Amélie Rouleau, directrice des affaires publiques de la Mine Raglan, soutient elle aussi que les situations de Rouyn-Noranda et de la Capitale-Nationale ne sont pas comparables. Elle préfère donc ne pas se prononcer sur les enjeux touchant la Fonderie Horne.

Elle affirme néanmoins que l’entreprise cherche continuellement à innover dans ses installations pour répondre aux normes de santé, de sécurité et d’environnement. Mme Rouleau rapporte d’ailleurs que les activités de l’entreprise située à Québec sont aujourd’hui opérées grâce à un circuit d’installations fermé.

On ne veut pas perdre de poussière parce que, pour nous, elle représente de l’argent.

Amélie Rouleau, directrice des affaires publiques de la Mine Raglan

Du côté du ministère de l’Environnement et de la Lutte contre les changements climatiques, on maintient qu’« aucune réévaluation de la norme nickel dans l’air ambiant n’est envisagée ».

___

Consigne |
Relevez toutes les organisations désignées par leur nom propre dans le passage. Les données qui suivent sont sans lien avec le passage.

___

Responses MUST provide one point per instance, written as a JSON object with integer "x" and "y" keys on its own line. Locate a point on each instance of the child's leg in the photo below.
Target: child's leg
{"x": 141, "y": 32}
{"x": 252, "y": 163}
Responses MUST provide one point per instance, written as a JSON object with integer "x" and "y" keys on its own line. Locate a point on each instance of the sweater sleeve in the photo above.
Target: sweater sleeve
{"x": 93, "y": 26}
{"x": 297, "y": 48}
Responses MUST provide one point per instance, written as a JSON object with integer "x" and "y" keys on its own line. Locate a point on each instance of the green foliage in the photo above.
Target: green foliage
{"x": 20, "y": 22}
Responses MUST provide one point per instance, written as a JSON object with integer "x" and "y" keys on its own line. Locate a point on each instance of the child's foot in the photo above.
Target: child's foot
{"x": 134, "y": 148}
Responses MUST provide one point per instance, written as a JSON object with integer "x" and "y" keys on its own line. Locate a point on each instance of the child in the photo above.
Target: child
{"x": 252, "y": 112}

___

Résultat attendu |
Mine Raglan ; Fonderie Horne ; ministère de l'Environnement et de la Lutte contre les changements climatiques